▶ _Assignment_: Although the records include pictures, print only the rest, exactly as written.

▶ _Data in this exercise_:
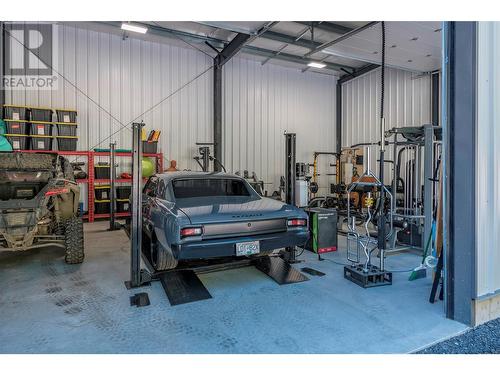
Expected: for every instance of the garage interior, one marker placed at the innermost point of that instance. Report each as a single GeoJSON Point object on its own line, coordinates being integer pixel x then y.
{"type": "Point", "coordinates": [299, 110]}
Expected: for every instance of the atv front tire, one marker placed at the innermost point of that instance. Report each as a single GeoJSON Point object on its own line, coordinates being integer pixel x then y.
{"type": "Point", "coordinates": [73, 240]}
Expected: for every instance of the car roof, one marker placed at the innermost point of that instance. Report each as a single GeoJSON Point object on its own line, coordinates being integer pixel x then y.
{"type": "Point", "coordinates": [169, 176]}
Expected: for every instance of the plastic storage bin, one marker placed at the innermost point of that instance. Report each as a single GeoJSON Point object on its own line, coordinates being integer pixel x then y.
{"type": "Point", "coordinates": [102, 192]}
{"type": "Point", "coordinates": [66, 129]}
{"type": "Point", "coordinates": [41, 114]}
{"type": "Point", "coordinates": [149, 147]}
{"type": "Point", "coordinates": [16, 126]}
{"type": "Point", "coordinates": [123, 192]}
{"type": "Point", "coordinates": [102, 207]}
{"type": "Point", "coordinates": [102, 171]}
{"type": "Point", "coordinates": [40, 128]}
{"type": "Point", "coordinates": [122, 205]}
{"type": "Point", "coordinates": [66, 115]}
{"type": "Point", "coordinates": [12, 112]}
{"type": "Point", "coordinates": [41, 142]}
{"type": "Point", "coordinates": [66, 143]}
{"type": "Point", "coordinates": [18, 142]}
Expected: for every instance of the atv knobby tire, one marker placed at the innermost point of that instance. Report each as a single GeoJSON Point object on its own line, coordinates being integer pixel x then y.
{"type": "Point", "coordinates": [73, 240]}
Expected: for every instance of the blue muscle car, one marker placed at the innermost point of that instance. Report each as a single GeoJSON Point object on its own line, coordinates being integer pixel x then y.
{"type": "Point", "coordinates": [199, 215]}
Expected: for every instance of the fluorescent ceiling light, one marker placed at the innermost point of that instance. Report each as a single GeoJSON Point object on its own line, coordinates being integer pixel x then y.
{"type": "Point", "coordinates": [134, 28]}
{"type": "Point", "coordinates": [313, 64]}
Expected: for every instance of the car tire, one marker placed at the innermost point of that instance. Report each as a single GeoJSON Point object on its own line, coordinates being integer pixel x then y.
{"type": "Point", "coordinates": [73, 241]}
{"type": "Point", "coordinates": [162, 258]}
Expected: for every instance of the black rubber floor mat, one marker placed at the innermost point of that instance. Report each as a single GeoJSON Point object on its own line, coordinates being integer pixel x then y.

▶ _Expected answer_:
Expected: for every instance of the garage interior, one marker placed at the innermost point of that instance. Report each as a single GeoJSON Point object on its own line, coordinates being integer pixel x then y.
{"type": "Point", "coordinates": [299, 110]}
Expected: for every instance of the atv front tire, one marker placed at the innermost point of that instance. Report each as a single GeoJSON Point object on its own line, coordinates being integer pixel x then y.
{"type": "Point", "coordinates": [73, 240]}
Expected: for every instance of the car roof, one marker placed at the innermost point of that instance. Report each as a single GeoJSON Point object on its own line, coordinates being integer pixel x then y.
{"type": "Point", "coordinates": [169, 176]}
Expected: for every instance of the plastic storage bin, one marker placed at the innermost point of that instance. Report each as a single GeoJSON Point object on its own line, coordinates being integer pixel x then y.
{"type": "Point", "coordinates": [102, 192]}
{"type": "Point", "coordinates": [66, 129]}
{"type": "Point", "coordinates": [41, 114]}
{"type": "Point", "coordinates": [149, 147]}
{"type": "Point", "coordinates": [16, 126]}
{"type": "Point", "coordinates": [123, 192]}
{"type": "Point", "coordinates": [102, 207]}
{"type": "Point", "coordinates": [102, 171]}
{"type": "Point", "coordinates": [40, 128]}
{"type": "Point", "coordinates": [122, 205]}
{"type": "Point", "coordinates": [66, 115]}
{"type": "Point", "coordinates": [12, 112]}
{"type": "Point", "coordinates": [41, 142]}
{"type": "Point", "coordinates": [66, 143]}
{"type": "Point", "coordinates": [18, 142]}
Expected: for every instance of the atv knobby tire, one marker placed at the innermost point of that instance. Report each as a single GeoJSON Point object on its own line, coordinates being integer pixel x then y.
{"type": "Point", "coordinates": [73, 240]}
Expected: for every instance of the blue muscle car, one marker placed at the innermost point of that instance. Report each as a single GeoJSON Point object on its own line, coordinates being integer pixel x then y.
{"type": "Point", "coordinates": [199, 215]}
Expected: for every instance of the fluorescent ceiling light, one marker placed at the innermost point of that instance. Report each as a single GeoJSON Point object on its own line, coordinates being integer pixel x then y.
{"type": "Point", "coordinates": [134, 28]}
{"type": "Point", "coordinates": [313, 64]}
Expected: for every instance of the car tire, one marker placed at the innermost point of that instance. Report each as a single GeoJSON Point object on its own line, coordinates being integer pixel x then y.
{"type": "Point", "coordinates": [73, 241]}
{"type": "Point", "coordinates": [162, 258]}
Expected: for every instance of the black rubber floor mat, one marker placed at the innermost point of that instance. Report each as a single GeoJSON Point object on its own line, coordinates being integer pixel x then y.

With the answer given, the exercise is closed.